WHAT THE TASK REQUIRES: Copy every one of the following records word for word, keeping each line as it appears.

(Point-based annotation data)
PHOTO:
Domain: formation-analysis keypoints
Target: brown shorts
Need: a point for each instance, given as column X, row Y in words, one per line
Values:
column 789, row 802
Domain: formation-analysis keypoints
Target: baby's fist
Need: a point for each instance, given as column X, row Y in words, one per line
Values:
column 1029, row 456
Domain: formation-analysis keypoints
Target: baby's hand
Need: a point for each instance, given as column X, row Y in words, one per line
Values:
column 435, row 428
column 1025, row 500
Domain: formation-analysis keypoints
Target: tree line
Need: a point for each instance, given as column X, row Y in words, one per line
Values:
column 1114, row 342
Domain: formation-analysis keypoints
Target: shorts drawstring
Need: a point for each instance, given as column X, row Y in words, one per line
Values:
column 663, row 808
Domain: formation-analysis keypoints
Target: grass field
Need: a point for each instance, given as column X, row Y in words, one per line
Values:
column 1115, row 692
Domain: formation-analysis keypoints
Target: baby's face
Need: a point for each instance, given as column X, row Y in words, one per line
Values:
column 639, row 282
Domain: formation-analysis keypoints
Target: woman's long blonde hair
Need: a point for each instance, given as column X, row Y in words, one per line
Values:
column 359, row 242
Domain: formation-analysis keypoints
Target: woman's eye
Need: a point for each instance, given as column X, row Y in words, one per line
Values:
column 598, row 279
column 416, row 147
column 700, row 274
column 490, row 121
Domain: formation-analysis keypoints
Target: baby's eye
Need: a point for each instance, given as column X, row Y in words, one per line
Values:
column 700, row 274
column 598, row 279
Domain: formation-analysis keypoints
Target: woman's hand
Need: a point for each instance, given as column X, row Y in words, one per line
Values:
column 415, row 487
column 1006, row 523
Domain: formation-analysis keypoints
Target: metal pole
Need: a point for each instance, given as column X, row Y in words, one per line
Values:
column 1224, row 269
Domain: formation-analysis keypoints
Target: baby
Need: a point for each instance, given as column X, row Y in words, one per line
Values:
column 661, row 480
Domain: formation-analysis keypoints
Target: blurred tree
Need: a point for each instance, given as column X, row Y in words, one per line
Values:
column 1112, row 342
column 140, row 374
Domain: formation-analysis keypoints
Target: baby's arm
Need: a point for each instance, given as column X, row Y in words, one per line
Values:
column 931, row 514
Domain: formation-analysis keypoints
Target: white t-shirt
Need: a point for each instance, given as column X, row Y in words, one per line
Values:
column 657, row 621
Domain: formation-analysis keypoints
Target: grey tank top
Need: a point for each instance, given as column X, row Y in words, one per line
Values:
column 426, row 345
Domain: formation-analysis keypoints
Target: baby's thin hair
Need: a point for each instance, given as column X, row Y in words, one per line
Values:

TASK RESULT:
PHOTO:
Domain: formation-analysis keypoints
Target: brown shorts
Need: a point for each instance, given as column X, row Y in words, one per line
Values:
column 789, row 802
Domain: formation-analysis keypoints
Target: baby's fist
Need: a point for each instance, given as column X, row Y in words, one per line
Values:
column 1029, row 456
Domain: formation-analysis keypoints
Target: baby's hand
Need: a point for each instance, given as column X, row Y in words, one per line
Values:
column 435, row 428
column 1025, row 500
Domain: formation-analysis keypoints
Target: tree line
Need: a point for each instance, given as column X, row Y in words, one per line
Values:
column 1114, row 342
Domain: formation-analysis keypoints
Target: shorts drawstring
Need: a point for each instance, given as column X, row Y in words, one per line
Values:
column 663, row 808
Domain: formation-analysis keypoints
Target: grass field
Need: a point for each instance, given as column X, row Y in words, one per line
Values:
column 1115, row 692
Domain: formation-analysis keypoints
Target: baby's face
Need: a point for each instance, given as column X, row Y in words, one per line
Values:
column 639, row 282
Domain: formation-analysis keypoints
Target: woman's long blonde hair
Need: a point for each instance, given as column X, row Y in words, one per line
Values:
column 359, row 242
Domain: formation-analysis keypoints
Target: woman's eye
Need: a point for each instance, given as column X, row Y in words, one per line
Values:
column 598, row 279
column 416, row 147
column 700, row 274
column 490, row 121
Domain: formation-analysis keypoints
Target: baby's eye
Need: a point for each instance, given as column X, row Y in words, one per line
Values:
column 700, row 274
column 598, row 279
Domain: formation-analysis keypoints
Target: woman's hand
Need: a point for each instance, given as column X, row Y in words, one per line
Values:
column 415, row 487
column 1006, row 523
Domain: formation-analysis keypoints
Target: metal pole
Need: a point for each instance, given as column X, row Y in words, one per line
Values:
column 1224, row 269
Domain: formation-analysis keypoints
Target: baby
Need: a point for each instance, given as column X, row Y in words, one per line
Values:
column 661, row 480
Domain: formation-analysis keypoints
Target: blurred tree
Need: a point for each instance, given as column X, row Y in words, one per line
Values:
column 1112, row 342
column 140, row 374
Domain: formation-analysis keypoints
Target: baby's arm
Need: a point for each instance, given as column X, row Y in words, one per line
Values:
column 931, row 514
Domain: formation-analysis keypoints
Target: white t-shirt
Need: a point for each instance, given as column X, row Y in words, one per line
Values:
column 657, row 621
Domain: formation-analysis keypoints
Target: grey tank top
Need: a point for each instance, given as column X, row Y in words, one per line
Values:
column 426, row 345
Domain: formation-analysis keypoints
Target: baby's thin hair
Need: a point for each instance, given as column X, row Y in words, one per line
Values:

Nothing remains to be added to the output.